(Given data)
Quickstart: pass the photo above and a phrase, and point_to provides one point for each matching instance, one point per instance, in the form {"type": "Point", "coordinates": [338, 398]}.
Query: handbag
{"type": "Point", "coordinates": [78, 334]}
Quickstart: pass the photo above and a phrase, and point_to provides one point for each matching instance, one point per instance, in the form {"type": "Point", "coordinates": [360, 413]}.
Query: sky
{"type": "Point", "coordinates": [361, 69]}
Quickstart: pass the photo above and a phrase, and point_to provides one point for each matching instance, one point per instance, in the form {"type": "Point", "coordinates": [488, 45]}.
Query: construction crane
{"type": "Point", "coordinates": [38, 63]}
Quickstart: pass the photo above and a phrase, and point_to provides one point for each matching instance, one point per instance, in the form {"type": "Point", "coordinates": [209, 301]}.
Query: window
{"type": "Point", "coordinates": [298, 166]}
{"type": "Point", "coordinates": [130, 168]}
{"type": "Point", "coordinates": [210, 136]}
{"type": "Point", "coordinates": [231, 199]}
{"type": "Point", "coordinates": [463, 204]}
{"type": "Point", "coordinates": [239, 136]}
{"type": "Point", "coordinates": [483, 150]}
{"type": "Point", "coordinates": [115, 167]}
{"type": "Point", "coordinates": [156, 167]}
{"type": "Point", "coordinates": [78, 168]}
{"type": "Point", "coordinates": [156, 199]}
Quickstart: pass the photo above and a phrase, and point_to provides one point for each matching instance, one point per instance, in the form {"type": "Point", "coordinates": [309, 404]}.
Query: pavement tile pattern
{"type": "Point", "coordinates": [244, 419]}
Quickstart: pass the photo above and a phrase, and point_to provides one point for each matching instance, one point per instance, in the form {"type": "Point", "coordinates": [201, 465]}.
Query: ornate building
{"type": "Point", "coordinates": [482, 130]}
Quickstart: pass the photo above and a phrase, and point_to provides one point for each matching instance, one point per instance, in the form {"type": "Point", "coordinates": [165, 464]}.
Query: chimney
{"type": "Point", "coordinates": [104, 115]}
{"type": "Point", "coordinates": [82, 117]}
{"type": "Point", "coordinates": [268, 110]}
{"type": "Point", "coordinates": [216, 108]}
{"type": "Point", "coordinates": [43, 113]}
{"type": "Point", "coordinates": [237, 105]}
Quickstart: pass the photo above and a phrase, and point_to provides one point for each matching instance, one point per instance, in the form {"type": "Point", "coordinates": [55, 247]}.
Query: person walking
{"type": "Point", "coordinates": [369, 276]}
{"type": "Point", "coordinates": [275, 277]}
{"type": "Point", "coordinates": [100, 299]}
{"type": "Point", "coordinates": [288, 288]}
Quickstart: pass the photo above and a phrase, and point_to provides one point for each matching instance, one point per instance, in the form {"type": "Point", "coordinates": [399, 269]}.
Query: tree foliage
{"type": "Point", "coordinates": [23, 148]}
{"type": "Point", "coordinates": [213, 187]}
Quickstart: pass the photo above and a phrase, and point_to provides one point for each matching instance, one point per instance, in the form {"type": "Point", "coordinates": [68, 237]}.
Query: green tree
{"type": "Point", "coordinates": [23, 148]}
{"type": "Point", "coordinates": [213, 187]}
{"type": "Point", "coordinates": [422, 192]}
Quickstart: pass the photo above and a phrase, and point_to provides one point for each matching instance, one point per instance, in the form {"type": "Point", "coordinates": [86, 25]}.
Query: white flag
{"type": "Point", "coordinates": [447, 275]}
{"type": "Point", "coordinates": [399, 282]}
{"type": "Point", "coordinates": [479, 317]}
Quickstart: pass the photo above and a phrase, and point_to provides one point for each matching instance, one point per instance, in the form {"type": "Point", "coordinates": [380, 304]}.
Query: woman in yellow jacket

(Task prompt)
Give back the whole listing exactly as it reads.

(Answer to this task)
Quickstart: pass the photo above and a phrase, and point_to provides one point for each matching instance, one point per instance, in the form {"type": "Point", "coordinates": [338, 398]}.
Query: handbag
{"type": "Point", "coordinates": [78, 334]}
Quickstart: pass the photo above and a phrase, and point_to provides one point for each matching instance, one point per instance, in the form {"type": "Point", "coordinates": [360, 413]}.
Query: sky
{"type": "Point", "coordinates": [361, 69]}
Quickstart: pass the photo above and a phrase, and point_to provides one point for each matching instance, one point per instance, in the form {"type": "Point", "coordinates": [488, 45]}.
Query: construction crane
{"type": "Point", "coordinates": [38, 63]}
Quickstart: pass the photo above and a phrase, and point_to provides one point for each matching instance, one point per instance, in the form {"type": "Point", "coordinates": [209, 301]}.
Query: window
{"type": "Point", "coordinates": [298, 166]}
{"type": "Point", "coordinates": [130, 168]}
{"type": "Point", "coordinates": [210, 136]}
{"type": "Point", "coordinates": [231, 199]}
{"type": "Point", "coordinates": [463, 204]}
{"type": "Point", "coordinates": [239, 136]}
{"type": "Point", "coordinates": [483, 150]}
{"type": "Point", "coordinates": [115, 167]}
{"type": "Point", "coordinates": [156, 167]}
{"type": "Point", "coordinates": [78, 168]}
{"type": "Point", "coordinates": [156, 199]}
Quickstart: pass the photo above and a phrase, and point_to provides one point for each matching instance, one point per instance, in the form {"type": "Point", "coordinates": [309, 404]}.
Query: pavement tile pattern
{"type": "Point", "coordinates": [244, 419]}
Quickstart: pass the photo above and a phrase, and point_to provides one point for each matching instance, one point per instance, in the form {"type": "Point", "coordinates": [201, 465]}.
Query: ornate building
{"type": "Point", "coordinates": [482, 130]}
Quickstart: pass the photo above and a phrase, and point_to provides one point for each matching instance, one point per instance, in the form {"type": "Point", "coordinates": [165, 464]}.
Query: chimney
{"type": "Point", "coordinates": [104, 115]}
{"type": "Point", "coordinates": [82, 117]}
{"type": "Point", "coordinates": [268, 110]}
{"type": "Point", "coordinates": [216, 108]}
{"type": "Point", "coordinates": [43, 113]}
{"type": "Point", "coordinates": [237, 105]}
Quickstart: pass the photo above and a phrase, and point_to provides one point for each matching instance, one point per instance, in the form {"type": "Point", "coordinates": [55, 247]}.
Query: person walking
{"type": "Point", "coordinates": [369, 276]}
{"type": "Point", "coordinates": [275, 277]}
{"type": "Point", "coordinates": [100, 299]}
{"type": "Point", "coordinates": [288, 288]}
Quickstart: pass the photo above and a phrase, and point_to provides one point for each matching instance, one point per instance, in the form {"type": "Point", "coordinates": [399, 269]}.
Query: tree foliage
{"type": "Point", "coordinates": [23, 148]}
{"type": "Point", "coordinates": [213, 187]}
Quickstart: pass the photo above and a phrase, and point_to provides one point for each matching instance, one point per instance, in the form {"type": "Point", "coordinates": [68, 237]}.
Query: green tree
{"type": "Point", "coordinates": [23, 148]}
{"type": "Point", "coordinates": [213, 187]}
{"type": "Point", "coordinates": [422, 192]}
Quickstart: pass the photo above and a phrase, and point_to provides one point for each matching instance, one point per instance, in the form {"type": "Point", "coordinates": [86, 25]}.
Query: white flag
{"type": "Point", "coordinates": [447, 275]}
{"type": "Point", "coordinates": [399, 282]}
{"type": "Point", "coordinates": [479, 317]}
Quickstart: pass the photo above and a phrase, and point_to provides one point for each matching instance, one point per instance, in the form {"type": "Point", "coordinates": [380, 304]}.
Query: woman in yellow jacket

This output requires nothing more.